> _Exercise brief_: Everything in the records below except the images should be output exactly as written.
--- Provided entries Enclosed Below ---
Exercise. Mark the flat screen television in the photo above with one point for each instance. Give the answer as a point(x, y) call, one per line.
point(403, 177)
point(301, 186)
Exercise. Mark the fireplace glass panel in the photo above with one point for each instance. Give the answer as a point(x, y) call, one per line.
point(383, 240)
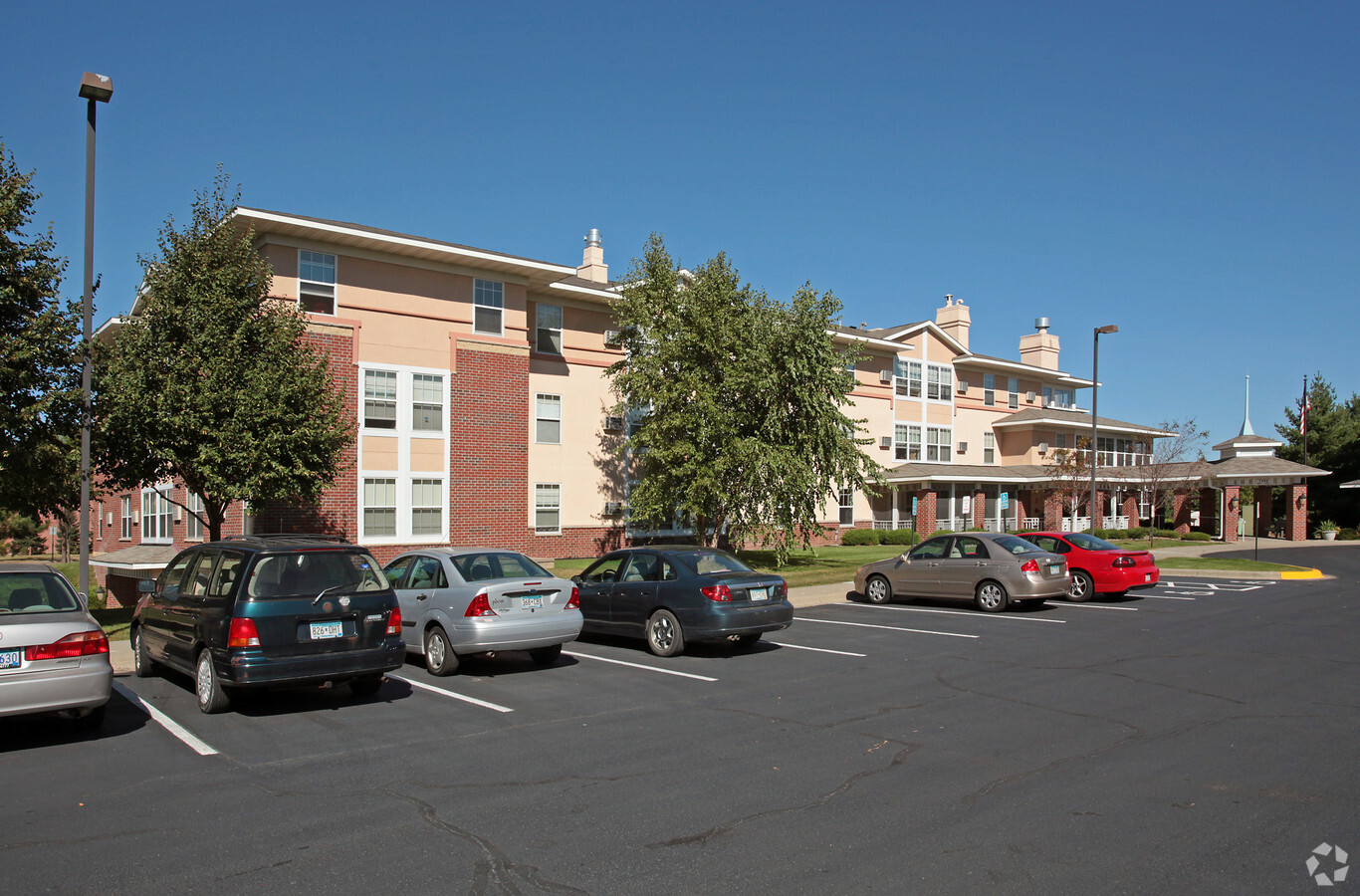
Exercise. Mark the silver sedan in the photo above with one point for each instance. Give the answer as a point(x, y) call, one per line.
point(989, 568)
point(460, 601)
point(53, 654)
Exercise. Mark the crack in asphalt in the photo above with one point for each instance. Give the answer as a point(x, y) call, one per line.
point(727, 827)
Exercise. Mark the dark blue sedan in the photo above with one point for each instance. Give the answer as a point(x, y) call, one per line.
point(677, 593)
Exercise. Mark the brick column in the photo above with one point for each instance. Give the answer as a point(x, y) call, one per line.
point(1296, 513)
point(1230, 514)
point(925, 512)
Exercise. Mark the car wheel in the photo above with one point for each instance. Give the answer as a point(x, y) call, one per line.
point(546, 655)
point(364, 687)
point(212, 698)
point(664, 635)
point(991, 597)
point(141, 662)
point(1083, 587)
point(877, 590)
point(439, 657)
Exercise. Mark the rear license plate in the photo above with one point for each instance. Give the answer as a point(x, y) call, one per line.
point(320, 631)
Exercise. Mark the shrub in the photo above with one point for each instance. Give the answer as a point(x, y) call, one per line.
point(899, 536)
point(859, 536)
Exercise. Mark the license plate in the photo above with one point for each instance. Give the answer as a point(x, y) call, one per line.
point(322, 631)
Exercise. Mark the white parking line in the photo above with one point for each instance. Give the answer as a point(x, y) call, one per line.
point(166, 722)
point(638, 665)
point(450, 694)
point(918, 631)
point(958, 612)
point(820, 650)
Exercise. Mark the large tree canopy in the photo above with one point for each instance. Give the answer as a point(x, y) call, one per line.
point(40, 360)
point(739, 404)
point(1333, 438)
point(211, 382)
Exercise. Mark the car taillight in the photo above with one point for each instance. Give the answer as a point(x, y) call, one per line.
point(242, 634)
point(720, 593)
point(77, 645)
point(479, 606)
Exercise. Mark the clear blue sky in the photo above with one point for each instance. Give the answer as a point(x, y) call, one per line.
point(1185, 170)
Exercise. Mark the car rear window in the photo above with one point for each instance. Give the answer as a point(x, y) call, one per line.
point(36, 593)
point(315, 571)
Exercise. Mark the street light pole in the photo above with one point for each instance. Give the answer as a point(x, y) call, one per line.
point(93, 89)
point(1095, 390)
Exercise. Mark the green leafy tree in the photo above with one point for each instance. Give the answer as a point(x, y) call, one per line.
point(1333, 430)
point(739, 404)
point(211, 382)
point(40, 360)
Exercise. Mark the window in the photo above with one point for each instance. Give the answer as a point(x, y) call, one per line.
point(156, 516)
point(907, 442)
point(939, 443)
point(192, 525)
point(846, 506)
point(379, 508)
point(547, 419)
point(547, 509)
point(939, 382)
point(426, 402)
point(489, 300)
point(316, 282)
point(426, 508)
point(379, 398)
point(909, 378)
point(549, 327)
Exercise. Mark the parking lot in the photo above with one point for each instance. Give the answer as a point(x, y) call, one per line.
point(1197, 737)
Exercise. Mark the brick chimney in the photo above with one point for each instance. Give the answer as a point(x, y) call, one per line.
point(954, 320)
point(1040, 346)
point(591, 264)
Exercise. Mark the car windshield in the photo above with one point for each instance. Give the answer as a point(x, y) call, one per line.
point(36, 593)
point(1017, 546)
point(311, 572)
point(501, 564)
point(1091, 543)
point(713, 561)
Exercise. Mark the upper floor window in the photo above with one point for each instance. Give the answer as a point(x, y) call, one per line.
point(427, 402)
point(316, 282)
point(379, 398)
point(549, 330)
point(489, 300)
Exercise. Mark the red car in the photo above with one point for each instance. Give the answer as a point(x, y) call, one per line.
point(1098, 567)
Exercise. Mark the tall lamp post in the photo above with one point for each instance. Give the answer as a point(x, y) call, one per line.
point(1095, 390)
point(96, 89)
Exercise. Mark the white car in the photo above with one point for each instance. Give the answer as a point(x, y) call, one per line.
point(460, 601)
point(53, 654)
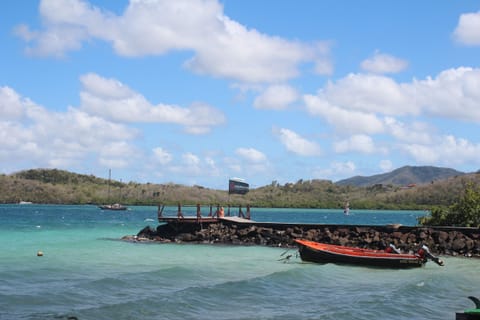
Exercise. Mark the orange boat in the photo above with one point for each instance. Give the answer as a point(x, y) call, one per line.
point(327, 253)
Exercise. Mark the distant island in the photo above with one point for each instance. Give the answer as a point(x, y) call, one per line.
point(408, 187)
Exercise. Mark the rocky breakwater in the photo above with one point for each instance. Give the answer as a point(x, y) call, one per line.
point(444, 241)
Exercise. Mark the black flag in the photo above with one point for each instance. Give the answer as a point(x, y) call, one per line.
point(237, 186)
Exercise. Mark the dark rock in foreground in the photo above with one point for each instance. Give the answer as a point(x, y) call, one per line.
point(443, 241)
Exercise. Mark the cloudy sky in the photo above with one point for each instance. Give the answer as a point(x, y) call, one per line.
point(197, 91)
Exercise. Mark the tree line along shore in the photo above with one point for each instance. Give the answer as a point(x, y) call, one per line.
point(52, 186)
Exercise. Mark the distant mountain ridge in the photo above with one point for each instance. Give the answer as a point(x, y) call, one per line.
point(403, 176)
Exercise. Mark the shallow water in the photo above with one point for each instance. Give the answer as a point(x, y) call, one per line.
point(86, 272)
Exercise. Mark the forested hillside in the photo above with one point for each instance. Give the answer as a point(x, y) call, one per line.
point(62, 187)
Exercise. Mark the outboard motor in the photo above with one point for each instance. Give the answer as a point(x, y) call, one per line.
point(424, 252)
point(394, 249)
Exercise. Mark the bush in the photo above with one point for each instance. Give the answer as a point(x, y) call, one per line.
point(465, 212)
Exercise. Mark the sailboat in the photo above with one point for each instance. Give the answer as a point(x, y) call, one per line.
point(114, 206)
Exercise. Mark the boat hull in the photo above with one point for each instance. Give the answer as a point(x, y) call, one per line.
point(323, 253)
--- End of Enclosed Provided entries ---
> _Response area_:
Exercise. Mark the flat screen television in the photo above with one point for each instance. Give the answer as a point(x, y) call, one per line.
point(403, 177)
point(301, 186)
Exercise. Mark the fireplace glass panel in the photo above with one point for each instance. Give the answer as a point(x, y) call, one per line.
point(383, 240)
Exercise. Mark the silver sedan in the photo above with one point for each instance. Give the answer as a point(x, y) call, one per line.
point(989, 568)
point(460, 601)
point(53, 654)
Exercise. Mark the crack in asphalt in the photo above with one point for each instance. Give the answer as a point(x, y) call, one per line.
point(727, 827)
Exercise. Mark the dark blue sedan in the photo above with one point for each instance. Give the answer as a point(x, y) call, one per line.
point(677, 593)
Exercise. Mark the brick column in the photo above with one point for each instance. Give the answer as a point(x, y) call, one per line.
point(1296, 513)
point(1230, 514)
point(925, 512)
Exercise. Mark the car wheel in the photo above with one point for each instance. Give the answer as a point(x, y) call, one per line.
point(546, 655)
point(364, 687)
point(212, 698)
point(664, 635)
point(991, 597)
point(141, 662)
point(1083, 587)
point(877, 590)
point(439, 657)
Exercise. Mark the rear license plate in the photo above with one point for each instance. Give the answer as a point(x, y) call, one per line.
point(320, 631)
Exercise. Mark the shrub in the photo above with one point for each instance. Give the answer as a point(x, y) call, one per line.
point(899, 536)
point(859, 536)
Exercise. Mark the license plate in the photo above with one point for each instance. Give the answer as a point(x, y) call, one per line.
point(322, 631)
Exercise. Mark the white parking line in the photo above with one point for each instance. Give the answer as a point(x, y) call, one per line.
point(166, 722)
point(638, 665)
point(450, 694)
point(918, 631)
point(958, 612)
point(820, 650)
Exercise. Mark the large tree canopy in the photo above with one point for each instance. Give the answer as a point(x, y) call, one per line.
point(40, 360)
point(739, 404)
point(1333, 438)
point(211, 382)
Exercise. Mark the car taillight in the photo above with one point for each instance. Give the answer as a point(x, y) call, one per line.
point(242, 634)
point(720, 593)
point(77, 645)
point(479, 606)
Exercise. Mark the clear blue sky in the photo above with one point for each instance. Give the answer as a point(x, y) call, one per line.
point(1185, 170)
Exercise. Mark the car rear window in the photo above with one point for each instance. Give the answer as a point(x, y) call, one per line.
point(36, 593)
point(315, 571)
Exercise. Mark the street light pole in the photo above with one point for each instance. Give the answer as a point(x, y) call, one per line.
point(93, 89)
point(1095, 390)
Exercise. Mark the green leafy tree in the photo above with one point for each instance. Give the answer as a point(x, y) call, one per line.
point(1333, 430)
point(739, 404)
point(211, 382)
point(40, 360)
Exercise. Mark the window in the photo above with one point for each instance. Give the answer as a point(x, y) call, one per line.
point(156, 516)
point(907, 442)
point(939, 443)
point(192, 525)
point(846, 506)
point(379, 508)
point(547, 419)
point(547, 509)
point(939, 382)
point(426, 402)
point(489, 300)
point(316, 282)
point(426, 508)
point(379, 398)
point(909, 378)
point(549, 327)
Exercise. Mark the parking lot in the photo above with one point for each instance. Give the answer as a point(x, y) call, one per line.
point(1197, 737)
Exercise. Mark the brick chimney in the photo above with one point for each instance. Give the answer as a point(x, y) call, one per line.
point(954, 320)
point(1040, 346)
point(591, 264)
Exercise. Mark the car windshield in the photo above with one point for each instance. Give the answer as a point(x, y) call, one per line.
point(36, 593)
point(1017, 546)
point(311, 572)
point(501, 564)
point(1091, 543)
point(713, 561)
Exercise. Mark the upper floor window in the photo above with one point for each instance. Give the answer as a point(x, y) call, one per line.
point(427, 402)
point(316, 282)
point(379, 398)
point(549, 330)
point(489, 300)
Exercise. Mark the red car in the photo above with one point for each instance. Give the answer as a point(x, y) call, one per line.
point(1098, 567)
Exercise. Mark the tall lamp post in the photo above with one point for each instance. Give the answer as a point(x, y) call, one per line.
point(1095, 390)
point(96, 89)
Exercise. Mark the white car in the photo above with one point for each instance. Give the answer as a point(x, y) call, one per line.
point(460, 601)
point(53, 654)
Exercise. Mark the orange boat in the photo above with one point for each instance. Give the answer as a point(x, y) call, one per line.
point(327, 253)
Exercise. Mark the distant island in the photo above with one point for each instance. Give the answer as a point(x, y) call, one per line.
point(408, 187)
Exercise. Mark the rocky breakwater in the photo above with one point for each instance. Give the answer as a point(x, y) call, one per line.
point(444, 241)
Exercise. Mark the black flag in the photo above with one point for each instance. Give the answer as a point(x, y) call, one per line.
point(237, 186)
Exercise. Mark the dark rock in foreground in the photo above with one point for each instance. Give the answer as a point(x, y) call, one per line.
point(443, 241)
Exercise. Mark the cloudy sky in the photo above with one point for each instance. Give the answer as a point(x, y) call, one per line.
point(197, 91)
Exercise. Mark the tree line along shore in the photo above with one point for each instance. Give the answer as a point(x, y) call, one per line.
point(52, 186)
Exercise. Mark the distant mountain ridge in the photo above with one point for each instance. Give the answer as a point(x, y) call, one per line.
point(403, 176)
Exercise. Mark the shallow water in the photo above with one point for each instance. Give the answer as a point(x, y) call, one per line.
point(86, 272)
Exercise. Mark the forested hillside in the photo above with one point for each instance. Give the answer as a point(x, y) call, one per line.
point(62, 187)
Exercise. Mark the outboard motor in the photo above with one point for each instance. Give the answer as a point(x, y) call, one per line.
point(424, 252)
point(394, 249)
Exercise. Mark the bush in the photo above with one point for each instance. Give the answer as a point(x, y) call, one per line.
point(465, 212)
Exercise. Mark the sailboat in the photo above with one point for each instance. Give the answer as a point(x, y) call, one per line.
point(114, 206)
Exercise. Mark the boat hull in the photo above with one point for each instance. Give the answer as a point(x, y) call, one per line.
point(323, 253)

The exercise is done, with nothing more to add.